(Beginning of SOURCE DOCUMENT)
Raleigh, N.C. — Although it's hard to fathom given the slew of negative ads aired in the state Senate District 18 race, the two candidates have a lot in common.
Sen. Chad Barefoot, R-Wake, and Democratic challenger Sarah Crawford are both young parents whose mothers were teachers. They both have lobbyists in the family – Crawford is married to environmental lobbyist Dan Crawford, while Barefoot's mother-in-law is anti-gay-marriage lobbyist Tami Fitzgerald.
Both candidates have benefited from hundreds of thousands of dollars from their respective parties and caucus organizations, as well as big spending from outside groups. And both have been heavily targeted by negative television ads and fliers in mailboxes across the district. Each is being accused of being beholden to special interest groups.
Barefoot, a former staffer for Rep. Paul Stam, R-Wake, won the district in 2012 after it was redrawn to favor a Republican candidate. He says representing the district, which sprawls from Franklin County through eastern and southern Wake County, is his full-time job.
(End of SOURCE DOCUMENT)
- **TASKS TO CARRY OUT**
#1 Translate this sentence from the article on the state Senate District 18 race into Spanish: "Each is being accused of being beholden to special interest groups."
#2 According to the article on the state Senate District 18 race, what job did Chad Barefoot hold before he won the district in 2012?
(Beginning of DATA UNDER STUDY)
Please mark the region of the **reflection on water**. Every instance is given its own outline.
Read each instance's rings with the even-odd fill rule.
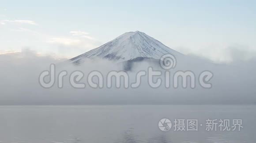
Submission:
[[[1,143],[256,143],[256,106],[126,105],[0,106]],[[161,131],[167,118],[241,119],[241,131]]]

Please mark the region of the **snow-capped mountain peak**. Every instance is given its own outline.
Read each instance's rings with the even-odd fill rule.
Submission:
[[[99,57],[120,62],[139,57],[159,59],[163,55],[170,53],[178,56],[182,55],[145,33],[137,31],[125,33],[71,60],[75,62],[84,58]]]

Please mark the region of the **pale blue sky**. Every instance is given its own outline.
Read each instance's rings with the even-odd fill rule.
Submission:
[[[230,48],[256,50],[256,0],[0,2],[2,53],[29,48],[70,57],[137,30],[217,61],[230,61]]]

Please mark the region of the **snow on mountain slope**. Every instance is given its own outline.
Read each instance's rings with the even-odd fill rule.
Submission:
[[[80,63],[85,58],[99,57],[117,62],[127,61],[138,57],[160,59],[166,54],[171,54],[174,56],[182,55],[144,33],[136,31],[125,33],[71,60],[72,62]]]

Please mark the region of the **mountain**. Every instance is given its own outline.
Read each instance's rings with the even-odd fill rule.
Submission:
(End of DATA UNDER STUDY)
- **COMPLETED EXERCISE**
#1 A cada uno se le acusa de estar en deuda con grupos de intereses especiales.

#2 He was a staffer for Rep. Paul Stam, R-Wake.